To do:
#1 Answer these questions from the interview excerpt, one per line:
(a) According to the speaker, what question always comes up with any artistic talent and practice?
(b) What one word does Ramaswamy interject?
(c) Which three kinds of creative work does the speaker list as facing the blank page?
#2 Reproduce the stretch of the interview excerpt from "CHRISTY BOLINGBROKE: I" through "ominous, blank page?".

CHRISTY BOLINGBROKE: I love that idea of how it, there's always a question I think with any artistic talent and practice how much is nature versus nurture? And growing up inside of that environment being in the family business, but the “aha” moment that “Wait. it's actually bigger than your family.” And that is an exciting opportunity when you talk about choice to re-engage and participate. (Ramaswamy: “Exactly”). Let's talk more about your story. So where does inspiration strike? I think this is something that could speak to either anyone writing a book, having to paint a painting or make a dance. There is that ominous, blank page?

Given information:
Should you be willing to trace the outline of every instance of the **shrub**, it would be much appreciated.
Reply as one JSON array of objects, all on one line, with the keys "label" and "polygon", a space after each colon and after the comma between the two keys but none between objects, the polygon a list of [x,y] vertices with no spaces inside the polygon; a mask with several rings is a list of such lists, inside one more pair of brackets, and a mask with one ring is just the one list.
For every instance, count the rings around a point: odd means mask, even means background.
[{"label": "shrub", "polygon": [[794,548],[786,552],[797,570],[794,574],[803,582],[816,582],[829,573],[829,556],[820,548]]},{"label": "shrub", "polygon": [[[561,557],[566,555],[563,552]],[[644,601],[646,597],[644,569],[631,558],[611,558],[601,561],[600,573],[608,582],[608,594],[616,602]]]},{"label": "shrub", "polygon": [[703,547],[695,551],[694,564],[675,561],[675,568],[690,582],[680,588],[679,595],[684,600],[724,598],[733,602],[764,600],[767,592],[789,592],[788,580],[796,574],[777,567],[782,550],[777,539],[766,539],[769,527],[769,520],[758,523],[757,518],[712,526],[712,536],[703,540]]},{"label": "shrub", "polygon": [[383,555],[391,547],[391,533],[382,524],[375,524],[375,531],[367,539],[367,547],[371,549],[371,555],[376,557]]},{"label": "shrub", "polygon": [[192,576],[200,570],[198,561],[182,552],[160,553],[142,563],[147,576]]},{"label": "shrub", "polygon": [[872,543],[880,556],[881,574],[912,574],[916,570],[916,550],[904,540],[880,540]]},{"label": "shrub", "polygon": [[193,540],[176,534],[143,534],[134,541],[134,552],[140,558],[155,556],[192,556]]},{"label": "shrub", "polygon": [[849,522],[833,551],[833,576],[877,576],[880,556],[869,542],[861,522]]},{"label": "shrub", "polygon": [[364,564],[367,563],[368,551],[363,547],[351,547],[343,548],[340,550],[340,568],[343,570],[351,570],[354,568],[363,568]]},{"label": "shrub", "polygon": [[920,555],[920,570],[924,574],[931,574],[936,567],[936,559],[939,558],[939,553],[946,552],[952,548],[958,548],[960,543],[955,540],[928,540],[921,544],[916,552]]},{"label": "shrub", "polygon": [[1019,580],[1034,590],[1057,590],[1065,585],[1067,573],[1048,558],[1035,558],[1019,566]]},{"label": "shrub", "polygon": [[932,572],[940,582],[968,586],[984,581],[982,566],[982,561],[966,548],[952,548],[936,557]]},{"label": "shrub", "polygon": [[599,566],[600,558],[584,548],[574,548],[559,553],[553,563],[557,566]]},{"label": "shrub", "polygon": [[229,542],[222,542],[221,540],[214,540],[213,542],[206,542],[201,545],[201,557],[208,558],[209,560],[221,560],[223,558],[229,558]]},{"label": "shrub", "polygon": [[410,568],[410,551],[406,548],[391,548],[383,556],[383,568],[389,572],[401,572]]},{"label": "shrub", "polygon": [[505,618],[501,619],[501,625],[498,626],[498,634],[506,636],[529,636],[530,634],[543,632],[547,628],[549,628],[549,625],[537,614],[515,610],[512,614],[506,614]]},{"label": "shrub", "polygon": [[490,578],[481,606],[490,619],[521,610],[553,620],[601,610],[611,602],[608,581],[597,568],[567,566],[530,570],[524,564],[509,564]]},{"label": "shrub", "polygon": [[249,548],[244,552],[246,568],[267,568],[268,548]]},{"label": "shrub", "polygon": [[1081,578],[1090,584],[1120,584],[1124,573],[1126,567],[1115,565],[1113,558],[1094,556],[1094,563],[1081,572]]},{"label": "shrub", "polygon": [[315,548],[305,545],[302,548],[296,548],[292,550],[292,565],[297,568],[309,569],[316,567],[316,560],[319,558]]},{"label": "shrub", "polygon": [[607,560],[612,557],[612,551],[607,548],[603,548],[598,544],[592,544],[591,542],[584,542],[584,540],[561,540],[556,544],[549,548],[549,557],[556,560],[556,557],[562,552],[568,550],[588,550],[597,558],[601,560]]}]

Answers provided:
#1
(a) How much is nature versus nurture.
(b) "Exactly."
(c) Writing a book, painting a painting, and making a dance.

#2
CHRISTY BOLINGBROKE: I love that idea of how it, there's always a question I think with any artistic talent and practice how much is nature versus nurture? And growing up inside of that environment being in the family business, but the “aha” moment that “Wait. it's actually bigger than your family.” And that is an exciting opportunity when you talk about choice to re-engage and participate. (Ramaswamy: “Exactly”). Let's talk more about your story. So where does inspiration strike? I think this is something that could speak to either anyone writing a book, having to paint a painting or make a dance. There is that ominous, blank page?